Selected passage -
>> Begin
RESEARCH AND DEVELOPMENT EXPENSES
Research and development expenses were $4.2 million in 1999, $4.8 million in
1998 and $4.2 million 1997. The decrease in 1999 is primarily due to a reduction
in purchases of the prototype parts that were heavily used in 1998 developing
the DFT. Research and development expenses as a percentage of total revenues
decreased in 1999 to 31.0% due to a decrease of $.6 million in 1999 from 1998
levels coupled with an increase in total revenue in 1999.
In 1998 the increase in research and development expenses were primarily due to
costs incurred by the Company for the development of the DFT and the development
of ASICs. Research and development expenses as a percentage of total revenues
increased to 39.3% in 1998 from 1997 due to increased spending of $.6 million in
1998 from 1997 levels coupled with the decline in total revenues in 1998 from
1997. The Company intends to increase its research and development efforts in
2000, primarily in the design and development of board and ASIC products, and
therefore expects that research and development expenses will increase in
absolute dollars.
SALES AND MARKETING EXPENSES
Sales and marketing expenses decreased to $3.4 million in 1999 from $3.6 million
in 1998 and from $3.5 million in 1997. The decrease is primarily related to
decreases in consulting fees, advertising, printing and representative
commissions, which were partially offset by an increase in travel expenses.
Sales and marketing expenses as a percentage of total revenues decreased in 1999
to 24.9% due to the spending reduction of $.2 million in absolute dollars and
the increase of total revenue in 1999.
Sales and marketing expenses increased as a percentage of total revenues to
28.9% in 1998 from the prior year primarily due to the decline in revenues in
1998 from 1997. Expenses in 1998 were slightly higher than in 1997 due to an
increase in trade shows and advertising expenses partially offset by the decline
in commissions to outside sales representatives in 1998. The Company expects its
sales and marketing expenses in 2000 to be similar to 1999 spending levels.
>> End
Goals -
1. Repeat word for word the part of the expense excerpt from "Sales and marketing expenses increased" to "1999 spending levels.".
2. Condense the paragraph of the expense excerpt that starts with "Sales and marketing expenses decreased to" into a shorter version that keeps its main facts.
The listing is not needed for any of this work.

Listing -
>> Begin
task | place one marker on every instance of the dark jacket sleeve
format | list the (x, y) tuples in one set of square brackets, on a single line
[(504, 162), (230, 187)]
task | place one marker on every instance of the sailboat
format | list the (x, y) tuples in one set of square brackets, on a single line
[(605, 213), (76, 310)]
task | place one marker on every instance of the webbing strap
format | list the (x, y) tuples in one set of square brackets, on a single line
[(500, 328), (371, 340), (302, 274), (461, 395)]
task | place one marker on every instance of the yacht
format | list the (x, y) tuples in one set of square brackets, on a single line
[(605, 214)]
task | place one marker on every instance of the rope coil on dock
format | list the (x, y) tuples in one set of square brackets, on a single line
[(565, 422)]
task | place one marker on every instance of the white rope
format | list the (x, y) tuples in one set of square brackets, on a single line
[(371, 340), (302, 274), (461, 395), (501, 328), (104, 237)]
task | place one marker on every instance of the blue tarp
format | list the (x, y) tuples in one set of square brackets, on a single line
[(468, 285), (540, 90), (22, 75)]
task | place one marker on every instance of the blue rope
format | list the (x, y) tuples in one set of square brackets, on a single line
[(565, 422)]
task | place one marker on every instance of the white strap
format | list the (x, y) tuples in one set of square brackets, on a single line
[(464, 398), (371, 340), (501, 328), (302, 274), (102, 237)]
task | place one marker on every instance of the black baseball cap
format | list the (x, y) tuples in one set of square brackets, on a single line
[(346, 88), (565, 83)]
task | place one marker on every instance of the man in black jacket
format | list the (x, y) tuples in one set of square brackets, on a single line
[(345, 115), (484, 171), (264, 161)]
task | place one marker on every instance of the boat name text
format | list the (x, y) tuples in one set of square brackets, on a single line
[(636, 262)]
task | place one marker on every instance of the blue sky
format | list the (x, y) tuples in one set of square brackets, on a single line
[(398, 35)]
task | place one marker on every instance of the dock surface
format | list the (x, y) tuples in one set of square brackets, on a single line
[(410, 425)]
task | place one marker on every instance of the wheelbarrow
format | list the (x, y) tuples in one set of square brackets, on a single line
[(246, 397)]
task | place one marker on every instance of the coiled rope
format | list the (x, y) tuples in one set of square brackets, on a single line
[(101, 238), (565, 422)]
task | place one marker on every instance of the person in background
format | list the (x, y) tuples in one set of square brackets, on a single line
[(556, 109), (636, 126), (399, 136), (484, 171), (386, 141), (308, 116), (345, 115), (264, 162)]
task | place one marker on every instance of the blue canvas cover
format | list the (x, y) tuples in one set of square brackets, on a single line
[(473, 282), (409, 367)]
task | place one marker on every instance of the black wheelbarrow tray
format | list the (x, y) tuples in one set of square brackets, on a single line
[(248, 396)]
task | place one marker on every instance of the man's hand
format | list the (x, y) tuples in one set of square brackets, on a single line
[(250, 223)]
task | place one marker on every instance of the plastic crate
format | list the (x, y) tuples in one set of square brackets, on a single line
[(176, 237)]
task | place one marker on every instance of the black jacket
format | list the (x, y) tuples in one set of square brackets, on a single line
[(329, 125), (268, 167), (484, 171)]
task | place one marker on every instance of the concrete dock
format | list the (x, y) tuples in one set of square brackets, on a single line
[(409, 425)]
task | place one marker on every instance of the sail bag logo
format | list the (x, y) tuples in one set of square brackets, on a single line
>> End
Outputs in order -
1.
Sales and marketing expenses increased as a percentage of total revenues to
28.9% in 1998 from the prior year primarily due to the decline in revenues in
1998 from 1997. Expenses in 1998 were slightly higher than in 1997 due to an
increase in trade shows and advertising expenses partially offset by the decline
in commissions to outside sales representatives in 1998. The Company expects its
sales and marketing expenses in 2000 to be similar to 1999 spending levels.

2. Sales and marketing expenses fell to $3.4 million in 1999, down from $3.6 million in 1998 and $3.5 million in 1997. The drop came mainly from lower consulting fees, advertising, printing and representative commissions, partly offset by higher travel expenses. As a percentage of total revenues, these expenses decreased to 24.9% in 1999 because spending was $.2 million lower and total revenue rose.